Celle de la bourgeoisie, grande et petite, car pour ce qui est du prolétariat,
les salaires étant officiellement à la baisse, le niveau de sa consommation n’a
pu être maintenue que par le recours massif à des emprunts subprime dont on se souvient qu’ils
ont été le facteur déclenchant la crise de 2007. Quant à la partie la plus
défavorisée du prolétariat américain, le salaire ne permet pas même de se
nourrir, comme en témoigne la situation des salariés de Wall Mart (1,4 million d’employés) dont Le Monde du 21 février nous apprend qu’ils ont massivement recours
aux bons alimentaires.
En
Europe, la Banque centrale européenne est engagée dans une fuite en avant
effrénée. Sa politique tient en deux mots : toujours plus ! Toujours
plus de rachat d’actifs : on est passé de 60 à 80 milliards mensuels, et
la BCE rachète non seulement des obligations d’État mais aussi d’entreprise.
Toujours plus de crédit facile : les banques empruntent désormais à 0 %.
Quant au taux de dépôt de la BCE, il a été porté à - 0,4 %, ce qui revient
à augmenter la taxe sur les dépôts des banques afin de les inciter à utiliser
davantage leurs liquidités pour financer l’économie. De manière complémentaire,
des « primes » sont prévues pour les banques les plus
généreuses au niveau des volumes de crédits accordés aux entreprises. Le
problème, c’est que toutes ces mesures se sont révélées jusqu’ici
remarquablement inefficaces. Dans les cas où les capitalistes industriels
sollicitent des prêts bancaires, les doutes sur leur solvabilité dominent dans
une situation où à nouveau nombre de banques sont grevées de créances
douteuses. Pour le reste, « on ne fait pas boire un âne
qui n’a pas soif ». Et le trait dominant, c’est que l’économie réelle « n’a pas soif » c’est-à-dire n’investit
pas.
________________
> À faire:
**1.** D'après l'article, à quel niveau la BCE a-t-elle porté son taux de dépôt ?
**2.** Reprenez l'article sur la politique de la Banque centrale européenne et poursuivez-le à partir de sa dernière phrase.

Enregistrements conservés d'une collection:
________________
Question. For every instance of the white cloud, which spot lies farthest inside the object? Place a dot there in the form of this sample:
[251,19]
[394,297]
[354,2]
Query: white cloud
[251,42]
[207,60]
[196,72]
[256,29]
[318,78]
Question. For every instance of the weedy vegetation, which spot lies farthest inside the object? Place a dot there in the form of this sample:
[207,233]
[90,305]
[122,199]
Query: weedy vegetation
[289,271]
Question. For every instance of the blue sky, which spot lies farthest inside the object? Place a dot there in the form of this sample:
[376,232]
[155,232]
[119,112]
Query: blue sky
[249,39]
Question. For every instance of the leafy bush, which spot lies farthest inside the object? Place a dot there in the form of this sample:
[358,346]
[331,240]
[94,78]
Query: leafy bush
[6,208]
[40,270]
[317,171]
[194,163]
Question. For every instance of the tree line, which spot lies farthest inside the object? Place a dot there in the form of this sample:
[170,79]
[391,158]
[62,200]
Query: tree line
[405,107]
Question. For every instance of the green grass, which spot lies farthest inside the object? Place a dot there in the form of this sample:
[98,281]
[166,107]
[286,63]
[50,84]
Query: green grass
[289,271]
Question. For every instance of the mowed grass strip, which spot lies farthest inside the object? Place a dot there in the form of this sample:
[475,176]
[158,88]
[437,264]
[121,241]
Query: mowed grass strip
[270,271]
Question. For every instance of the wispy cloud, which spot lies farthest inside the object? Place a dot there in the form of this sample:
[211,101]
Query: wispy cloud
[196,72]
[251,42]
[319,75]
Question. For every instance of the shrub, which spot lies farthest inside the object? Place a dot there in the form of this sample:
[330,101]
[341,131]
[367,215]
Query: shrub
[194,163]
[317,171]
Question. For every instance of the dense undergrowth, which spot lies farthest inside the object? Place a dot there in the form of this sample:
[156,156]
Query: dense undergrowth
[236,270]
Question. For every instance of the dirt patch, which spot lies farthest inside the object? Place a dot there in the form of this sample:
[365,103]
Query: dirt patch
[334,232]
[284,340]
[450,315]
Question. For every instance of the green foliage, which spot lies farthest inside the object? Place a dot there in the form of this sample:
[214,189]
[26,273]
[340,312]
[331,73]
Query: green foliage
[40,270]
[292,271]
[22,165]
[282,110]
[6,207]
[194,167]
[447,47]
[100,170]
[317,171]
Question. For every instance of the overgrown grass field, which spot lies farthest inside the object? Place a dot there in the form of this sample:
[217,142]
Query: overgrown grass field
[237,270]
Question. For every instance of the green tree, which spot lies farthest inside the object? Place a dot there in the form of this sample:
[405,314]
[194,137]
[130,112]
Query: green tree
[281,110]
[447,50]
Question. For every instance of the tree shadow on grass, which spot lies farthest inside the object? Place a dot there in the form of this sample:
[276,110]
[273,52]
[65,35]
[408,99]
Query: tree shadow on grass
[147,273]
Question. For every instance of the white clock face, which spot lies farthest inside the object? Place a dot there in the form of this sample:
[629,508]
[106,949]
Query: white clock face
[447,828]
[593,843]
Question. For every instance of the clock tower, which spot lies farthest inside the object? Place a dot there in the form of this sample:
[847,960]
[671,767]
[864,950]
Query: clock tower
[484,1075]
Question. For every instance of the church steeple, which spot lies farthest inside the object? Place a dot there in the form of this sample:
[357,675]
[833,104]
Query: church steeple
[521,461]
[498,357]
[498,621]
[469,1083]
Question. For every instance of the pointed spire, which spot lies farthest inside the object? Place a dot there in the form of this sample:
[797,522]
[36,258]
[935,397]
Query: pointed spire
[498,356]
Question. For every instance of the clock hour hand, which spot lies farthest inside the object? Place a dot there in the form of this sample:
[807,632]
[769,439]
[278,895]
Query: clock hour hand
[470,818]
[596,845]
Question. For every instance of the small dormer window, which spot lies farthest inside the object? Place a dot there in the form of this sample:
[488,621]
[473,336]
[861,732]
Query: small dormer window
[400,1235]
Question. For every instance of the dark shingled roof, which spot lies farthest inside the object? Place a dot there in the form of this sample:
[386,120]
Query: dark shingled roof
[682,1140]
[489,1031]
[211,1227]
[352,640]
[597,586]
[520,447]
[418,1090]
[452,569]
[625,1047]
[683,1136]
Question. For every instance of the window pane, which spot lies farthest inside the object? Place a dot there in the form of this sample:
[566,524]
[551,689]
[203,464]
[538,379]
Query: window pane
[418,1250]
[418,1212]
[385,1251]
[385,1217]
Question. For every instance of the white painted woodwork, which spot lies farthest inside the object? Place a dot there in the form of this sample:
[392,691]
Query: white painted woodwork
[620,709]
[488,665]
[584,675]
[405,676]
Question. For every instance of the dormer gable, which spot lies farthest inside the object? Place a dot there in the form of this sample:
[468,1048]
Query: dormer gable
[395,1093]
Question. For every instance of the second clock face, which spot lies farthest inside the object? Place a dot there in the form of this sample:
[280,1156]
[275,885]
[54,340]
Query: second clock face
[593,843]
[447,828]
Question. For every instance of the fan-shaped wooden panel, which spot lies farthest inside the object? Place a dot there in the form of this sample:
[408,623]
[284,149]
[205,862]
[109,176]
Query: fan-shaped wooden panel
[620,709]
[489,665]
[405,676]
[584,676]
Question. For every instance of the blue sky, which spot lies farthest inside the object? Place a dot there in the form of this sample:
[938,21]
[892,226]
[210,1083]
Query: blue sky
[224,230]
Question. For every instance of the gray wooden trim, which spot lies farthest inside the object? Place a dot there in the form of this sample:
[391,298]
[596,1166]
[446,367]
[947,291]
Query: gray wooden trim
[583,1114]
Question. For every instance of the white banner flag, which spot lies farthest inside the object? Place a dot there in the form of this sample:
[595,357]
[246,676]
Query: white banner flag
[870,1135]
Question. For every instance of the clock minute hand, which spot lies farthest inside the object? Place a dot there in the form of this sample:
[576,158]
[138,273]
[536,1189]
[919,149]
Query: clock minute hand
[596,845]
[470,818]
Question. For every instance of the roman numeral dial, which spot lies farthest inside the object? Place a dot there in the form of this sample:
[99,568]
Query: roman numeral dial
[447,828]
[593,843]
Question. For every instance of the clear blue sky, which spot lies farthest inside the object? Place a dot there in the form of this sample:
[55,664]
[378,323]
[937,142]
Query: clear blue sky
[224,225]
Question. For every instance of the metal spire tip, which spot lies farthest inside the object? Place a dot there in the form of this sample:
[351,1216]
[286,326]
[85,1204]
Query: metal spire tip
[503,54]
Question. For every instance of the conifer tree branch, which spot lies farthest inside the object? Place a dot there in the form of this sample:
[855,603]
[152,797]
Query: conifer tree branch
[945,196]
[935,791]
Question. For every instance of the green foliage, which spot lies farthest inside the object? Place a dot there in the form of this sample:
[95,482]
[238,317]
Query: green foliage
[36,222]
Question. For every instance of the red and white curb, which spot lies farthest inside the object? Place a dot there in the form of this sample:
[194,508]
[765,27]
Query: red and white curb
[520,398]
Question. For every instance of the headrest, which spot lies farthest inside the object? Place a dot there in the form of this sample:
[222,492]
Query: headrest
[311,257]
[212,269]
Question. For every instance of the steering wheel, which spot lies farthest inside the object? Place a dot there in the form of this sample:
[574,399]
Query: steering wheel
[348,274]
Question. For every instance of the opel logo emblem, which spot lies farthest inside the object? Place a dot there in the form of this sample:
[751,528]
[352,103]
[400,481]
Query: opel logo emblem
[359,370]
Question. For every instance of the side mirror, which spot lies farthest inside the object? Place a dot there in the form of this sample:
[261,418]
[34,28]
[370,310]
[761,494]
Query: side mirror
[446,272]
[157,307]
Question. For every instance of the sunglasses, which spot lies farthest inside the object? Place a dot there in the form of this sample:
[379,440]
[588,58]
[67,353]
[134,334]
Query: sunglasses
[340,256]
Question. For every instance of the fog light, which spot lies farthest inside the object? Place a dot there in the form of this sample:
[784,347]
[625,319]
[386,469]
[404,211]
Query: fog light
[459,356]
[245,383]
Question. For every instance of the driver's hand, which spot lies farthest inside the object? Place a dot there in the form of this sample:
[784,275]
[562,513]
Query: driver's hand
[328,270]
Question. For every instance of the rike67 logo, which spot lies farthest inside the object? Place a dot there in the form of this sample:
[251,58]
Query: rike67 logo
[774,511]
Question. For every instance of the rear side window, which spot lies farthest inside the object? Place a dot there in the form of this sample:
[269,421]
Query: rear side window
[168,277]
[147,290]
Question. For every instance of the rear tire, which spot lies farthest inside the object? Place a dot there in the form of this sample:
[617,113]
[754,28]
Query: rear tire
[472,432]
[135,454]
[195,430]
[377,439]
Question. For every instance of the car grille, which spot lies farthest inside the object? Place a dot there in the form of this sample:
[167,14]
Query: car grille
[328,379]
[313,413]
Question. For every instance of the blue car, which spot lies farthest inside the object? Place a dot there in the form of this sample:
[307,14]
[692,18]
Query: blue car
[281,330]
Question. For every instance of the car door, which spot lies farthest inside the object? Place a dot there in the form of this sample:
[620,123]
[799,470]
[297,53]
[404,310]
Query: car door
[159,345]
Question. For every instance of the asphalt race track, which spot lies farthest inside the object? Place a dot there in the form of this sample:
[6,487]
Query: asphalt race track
________________
> Réponses dans l'ordre:
**1.** À - 0,4 %.

**2.**
Le
secteur automobile en Europe en donne une parfaite illustration. Le redémarrage
de la demande (redémarrage au demeurant qui laisse la production bien en deçà
de 2008) ne se traduit aucunement par l’augmentation des capacités de
production, mais par l’augmentation de leur taux d’utilisation à 80 % là
où il était descendu au taux historiquement bas de 68 % en 2013. Cette
remontée a été favorisée par une stratégie à double détente : d’une part,
la fermeture d’usines en Europe de l’Ouest et leur redéploiement dans le sud en
Espagne, Turquie et surtout en Europe centrale, où les capitalistes peuvent
exploiter une main-d’œuvre payée à vil
prix, d’autre part l’augmentation du taux d’exploitation des travailleurs sur
les sites de production restés ouverts en Europe de l’Ouest. Et pour l’augmenter
encore, le patronat, Renault par exemple, n’envisage rien d’autre que la
signature de nouveaux « accords de compétitivité », imposant la
flexibilité des horaires et la diminution des salaires. En France, c’est la
possibilité offerte aux patrons de généraliser de tels accords qui est au cœur
du projet de loi El Khomri.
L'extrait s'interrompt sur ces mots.